>> begin Excerpt to read

Two men smile as they stand and sit near their soundboard.Glenn Freemantle (GF): Our prep work on Bird Box was challenging but very exciting.  How do we create a soundscape of an unseen monster in a post apocalyptic world?! Our initial ideas involved working with fear and tension — what sounds could we create that weren’t over processed or too other worldly? How could we imply that fear is all around us without being too sci-fi? As crazy as it sounds we had to think of what would this really actually sound like!

 

How did you approach the sound of the unseen ‘monster’ in the film? Did filmmaker Susanne Bier have a specific ideas or references for how she’d like it to sound? How did you collaborate to find the sound of this supernatural entity?

GF: The sound of the unseen monster was a constantly evolving process. We worked very closely with Susanne Bier and Ben Lester (Editor) to land on a series of designed sounds that would play in a number of scenarios, which could build into climatic scenes as well as support the quieter moments.

>> end Excerpt to read
>> begin Records shown

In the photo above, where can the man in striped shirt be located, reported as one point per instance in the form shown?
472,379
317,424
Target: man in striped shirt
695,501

>> end Records shown

• _Brief 1_
Using the Bird Box sound interview, answer each of these:
(a) How does Glenn Freemantle describe the prep work on Bird Box?
(b) Who is named as the film's editor?
(c) What kind of process does he say finding the sound of the unseen monster was?
• _Brief 2_
Extend the Bird Box sound interview with the next passage, following on from its final sentence.
The records were taken from a separate source.

• _Exercise output 1_
(a) Challenging but very exciting.
(b) Ben Lester.
(c) A constantly evolving process.

• _Exercise output 2_
We worked on various layers of the creature, the first being whispers. This was the main way victims were convinced to commit suicide. They could communicate with their victims by getting into their heads and convincing them to take their own lives.

The next layer of design was the movement of the creature. We needed to feel that they were moving around us, like a constant threat that was surrounding us. We used swarms of bees as our core sound to do this, which was very effective.

Finally, we decided on the idea that the creature would have an “attack” element, something that would be used in the bigger scenes to work as a sonic cinematic tool to tighten tension.

As far as references go, Susanne wanted us to start from scratch, to design something original which was great fun for us!

The film crew looks at the footage on camera screen.

What was your process for creating the windy-whispery sound that indicates its presence?

GF: Our process involved recording a lot of whispers! When we were recording the loop group we played them the gusts of wind we had laid as part of the design. The idea was that the whispers could be in time and flow together to heighten the creepiness as well as support the feeling that we are surrounded by this presence at all times.

Susanne was interested in giving each moment its individual detail, no matter how small.

After that we put them into a sampler with a few other design elements to create the weird-whispery sounds you hear throughout the movie. Each time we tried to use specific phrases, which would relate to that particular scene.  Susanne was interested in giving each moment its individual detail, no matter how small.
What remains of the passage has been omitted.